Record set:
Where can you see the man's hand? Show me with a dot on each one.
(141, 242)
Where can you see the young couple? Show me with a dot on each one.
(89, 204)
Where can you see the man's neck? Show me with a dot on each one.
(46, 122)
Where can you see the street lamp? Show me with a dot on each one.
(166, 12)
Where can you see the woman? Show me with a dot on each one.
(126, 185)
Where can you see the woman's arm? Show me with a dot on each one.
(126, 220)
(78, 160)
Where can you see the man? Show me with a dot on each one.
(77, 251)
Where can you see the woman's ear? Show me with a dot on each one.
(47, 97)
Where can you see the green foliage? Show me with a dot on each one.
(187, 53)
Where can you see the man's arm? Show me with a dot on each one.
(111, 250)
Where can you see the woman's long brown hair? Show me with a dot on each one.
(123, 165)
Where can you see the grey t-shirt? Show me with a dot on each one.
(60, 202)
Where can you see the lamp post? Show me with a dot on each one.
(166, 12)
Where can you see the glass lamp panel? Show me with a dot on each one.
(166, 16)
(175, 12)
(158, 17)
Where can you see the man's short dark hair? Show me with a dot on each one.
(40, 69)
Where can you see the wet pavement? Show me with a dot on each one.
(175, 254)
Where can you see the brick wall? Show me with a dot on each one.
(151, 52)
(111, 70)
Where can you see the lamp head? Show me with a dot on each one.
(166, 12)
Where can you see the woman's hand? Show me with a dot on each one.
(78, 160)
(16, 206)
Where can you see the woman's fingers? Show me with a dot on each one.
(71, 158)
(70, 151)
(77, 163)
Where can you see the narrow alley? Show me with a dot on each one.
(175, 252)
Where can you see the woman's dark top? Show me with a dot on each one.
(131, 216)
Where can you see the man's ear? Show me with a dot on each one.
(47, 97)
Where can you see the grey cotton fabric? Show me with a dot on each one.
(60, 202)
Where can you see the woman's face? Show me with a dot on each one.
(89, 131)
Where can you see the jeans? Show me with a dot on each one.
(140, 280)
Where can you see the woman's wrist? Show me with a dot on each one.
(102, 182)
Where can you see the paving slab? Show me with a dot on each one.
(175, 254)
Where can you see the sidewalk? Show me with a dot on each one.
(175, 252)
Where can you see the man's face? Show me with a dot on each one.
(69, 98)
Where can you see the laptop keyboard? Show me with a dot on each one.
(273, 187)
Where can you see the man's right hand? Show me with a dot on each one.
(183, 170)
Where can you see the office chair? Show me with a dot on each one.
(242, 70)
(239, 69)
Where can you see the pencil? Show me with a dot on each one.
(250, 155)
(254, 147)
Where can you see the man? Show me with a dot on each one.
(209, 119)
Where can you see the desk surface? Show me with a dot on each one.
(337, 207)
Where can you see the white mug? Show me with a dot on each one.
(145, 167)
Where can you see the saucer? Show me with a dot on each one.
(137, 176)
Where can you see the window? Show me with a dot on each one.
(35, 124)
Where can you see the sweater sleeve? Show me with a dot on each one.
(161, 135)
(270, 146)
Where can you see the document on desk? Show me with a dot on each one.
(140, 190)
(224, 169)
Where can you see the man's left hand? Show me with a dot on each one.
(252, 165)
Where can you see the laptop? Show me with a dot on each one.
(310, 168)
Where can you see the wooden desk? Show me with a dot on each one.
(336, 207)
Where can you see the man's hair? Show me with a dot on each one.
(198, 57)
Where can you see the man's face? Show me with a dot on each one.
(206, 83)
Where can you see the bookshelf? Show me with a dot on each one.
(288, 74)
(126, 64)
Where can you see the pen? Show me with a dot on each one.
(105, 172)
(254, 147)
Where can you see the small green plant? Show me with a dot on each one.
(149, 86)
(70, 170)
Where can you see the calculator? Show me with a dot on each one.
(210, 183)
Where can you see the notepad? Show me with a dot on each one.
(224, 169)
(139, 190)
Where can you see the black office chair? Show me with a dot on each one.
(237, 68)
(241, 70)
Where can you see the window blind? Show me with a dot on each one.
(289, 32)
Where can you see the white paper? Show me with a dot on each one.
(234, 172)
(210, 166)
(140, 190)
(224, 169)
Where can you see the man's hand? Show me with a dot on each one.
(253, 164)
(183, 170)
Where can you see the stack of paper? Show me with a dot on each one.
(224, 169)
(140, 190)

Activity: Your answer must consist of every line above, reproduced exactly.

Response to this task:
Where can you see the man's hand? Show me with a dot on each one.
(141, 242)
Where can you see the young couple? Show me with a dot on each one.
(89, 204)
Where can you see the man's neck? Show me with a dot on each one.
(46, 122)
Where can you see the street lamp? Show me with a dot on each one.
(166, 12)
Where can you see the woman? Show me with a dot on each one.
(126, 185)
Where can you see the woman's arm? Show me with a dot on each one.
(126, 220)
(78, 160)
Where can you see the man? Show me with a dot on each one.
(77, 251)
Where can you see the woman's ear? Show me with a dot on each one.
(47, 97)
Where can you see the green foliage? Show me with a dot on each one.
(187, 53)
Where can you see the man's arm? Show me with a dot on each one.
(111, 250)
Where can you see the woman's long brown hair? Show me with a dot on each one.
(123, 165)
Where can you see the grey t-shirt? Show me with a dot on each one.
(60, 202)
Where can you see the lamp post? Show me with a dot on each one.
(166, 12)
Where can you see the glass lamp panel? Show me with a dot on each one.
(166, 16)
(175, 12)
(158, 17)
Where can you see the man's short dark hair? Show me with a dot on each one.
(40, 69)
Where can you see the wet pavement? Show me with a dot on each one.
(175, 254)
Where can you see the brick wall? Show me with a dot on each one.
(151, 52)
(111, 70)
Where can you see the lamp head? Show me with a dot on each one.
(166, 12)
Where can you see the woman's hand? Show me with a dot on each one.
(78, 160)
(16, 206)
Where can you see the woman's fingers? Show me with a dot on each one.
(71, 158)
(70, 151)
(77, 163)
Where can you see the narrow alley? Show me with a dot on each one.
(175, 252)
Where can you see the woman's dark top? Show me with a dot on each one.
(131, 216)
Where can you see the man's ear? Show me with a dot on each one.
(47, 97)
Where can you see the grey cotton fabric? Show me with a dot on each one.
(60, 202)
Where can you see the woman's face? Show me with a dot on each one.
(89, 131)
Where can you see the jeans? Show me with a dot on each one.
(140, 280)
Where can you see the woman's wrist? Show me with a dot on each one.
(102, 182)
Where can you see the paving slab? Show me with a dot on each one.
(175, 254)
Where can you see the sidewalk? Show me with a dot on each one.
(175, 252)
Where can you see the man's face? Show me with a dot on each one.
(69, 98)
Where can you see the laptop keyboard? Show me with a dot on each one.
(273, 187)
Where can you see the man's right hand? Show me with a dot on each one.
(183, 170)
Where can you see the office chair? Show me with a dot on each one.
(242, 70)
(239, 69)
Where can you see the pencil? Show me with a dot on each one.
(250, 155)
(254, 147)
Where can you see the man? Show me with a dot on each one.
(209, 119)
Where can you see the desk surface? Show me with a dot on each one.
(337, 207)
Where can you see the white mug? Show me with a dot on each one.
(145, 167)
Where can you see the saucer? Show me with a dot on each one.
(137, 176)
Where can you see the window? Show me with a dot on each one.
(35, 124)
Where can you see the sweater sleeve? Show me with a dot on each one.
(161, 135)
(270, 146)
Where can you see the document on desk? Show me with a dot on each one.
(140, 190)
(224, 169)
Where can you see the man's left hand? Show me with a dot on each one.
(252, 165)
Where can you see the laptop? Show me with a dot on each one.
(310, 168)
Where can you see the wooden desk? Show me with a dot on each one.
(336, 207)
Where can you see the man's hair? Show me with a dot on each one.
(198, 57)
Where can you see the man's face? Show me with a dot on each one.
(206, 83)
Where can you see the bookshelf? Show me with a dot on each one.
(288, 74)
(126, 64)
Where can you see the pen? Show me with a dot on each one.
(105, 172)
(254, 147)
Where can you see the small green plant? Show me with a dot on each one.
(149, 86)
(70, 170)
Where can you see the calculator? Show me with a dot on each one.
(210, 183)
Where can you see the notepad? Show me with a dot on each one.
(224, 169)
(139, 190)
Where can you see the black office chair? Show me with a dot on each one.
(237, 68)
(241, 70)
Where can you see the window blind? Show me with a dot on each one.
(289, 32)
Where can you see the white paper? Show me with a dot on each one.
(234, 172)
(210, 166)
(140, 190)
(224, 169)
Where can you see the man's hand? Show me with a dot on each one.
(253, 164)
(183, 170)
Where can you see the stack of paper? Show me with a dot on each one.
(224, 169)
(140, 190)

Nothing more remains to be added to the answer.